**TASKS TO CARRY OUT**
(a) In the diamond commentary, condense the paragraph beginning "Weakness in the diamond sector" into a shorter version that keeps its main facts.
(b) Repeat the diamond commentary word for word from "The slump in rough" up to and including "future of diamonds.".

**EXTRACT**
Posted: Oct 31, 2015JK: Themes from Pat Sheahan's November 2015 Diamond Literature Reference Compilation
Published: Oct 31, 2015KRO: Sheahan Diamond Literature Compilation - November 2015
Pat Sheahan's collection of diamond related references in her November 2015 issue is now available in the KRO Diamond Resource Center. The November scientific, media and corporate references are highlighted in yellow in the 2015 SDL Compilation. I introduced the KRO/Sheahan collaboration in KMW Blog Post - Oct 13, 2015 in which I also explained why the market is ripe for a revival of interest in advanced diamond exploration. We are suffering the down-side of the raw materials super-cycle which peaked in 2011 and which may require a few years to unwind the over-capacity mobilized by the mining industry. While gold cannot be analyzed in commodity cycle terms, its price is also unlikely to rise in the face of slowing global prosperity growth now characterized as "secular stagnation". The best upside hope for gold in the near term is for a geopolitical stress-related shock, for which there is ample reason to be concerned in light of China and Russia squaring off against a superpower whose leadership has a 50% chance of ending up with one of the candidates in the sack of hammers competing for the Republican presidential nomination. Gold would be rocketing higher if Hillary Clinton had not done such a good job staring down her Benghazi inquisitors and edging her chances over the 50% mark against a future opponent likely to engage Xi or Putin with blowhard nonsense. Unless they are willing to engage in sophisticated "security of supply" strategies, speculators hoping for upside via resource juniors will have to focus on discovery exploration where success is measured by a project's capacity to be profitable at the prevailing metal price.

Weakness in the diamond sector that began in the summer has rippled through to diamond producers who have been forced to cut back sales or accept reduced prices for their diamonds. The SDLC November 2015 issue, which references media articles published in October, reveals growing concern about weakening demand for polished diamonds, the emergence of synthetic diamonds as a competitive threat to natural diamonds, and a potential consumer backlash toward natural diamonds not just due to sourcing from conflict ridden regions such as the Central African Republic, but also in terms of the high carbon footprint associated with mined natural diamonds in contrast with manufactured diamonds.

The slump in rough diamond demand is largely linked to a decrease in demand from Chinese consumers where Xi Jinping's crackdown on corruption has hurt demand for luxury goods in general (see Diamond Investing News: Can Miners Buck the Diamond Price Trend 2015? - Oct 19, 2015)). But while the slump in Chinese demand can be construed as temporary, problems of a perceptual nature continue to gnaw at the future of diamonds.

**RAW DATA**
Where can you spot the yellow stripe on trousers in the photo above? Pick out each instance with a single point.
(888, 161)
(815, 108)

**SOLUTION LIST**
(a) Diamond-sector weakness that started in the summer has hit producers, who have had to cut sales or take lower prices. The November 2015 SDLC issue, which covers October media articles, shows rising concern about three things: softening demand for polished diamonds, synthetic diamonds emerging as a competitive threat, and a possible consumer backlash against natural diamonds. That backlash would stem from both conflict sourcing, as in the Central African Republic, and the high carbon footprint of mined stones compared with manufactured ones.

(b)
The slump in rough diamond demand is largely linked to a decrease in demand from Chinese consumers where Xi Jinping's crackdown on corruption has hurt demand for luxury goods in general (see Diamond Investing News: Can Miners Buck the Diamond Price Trend 2015? - Oct 19, 2015)). But while the slump in Chinese demand can be construed as temporary, problems of a perceptual nature continue to gnaw at the future of diamonds.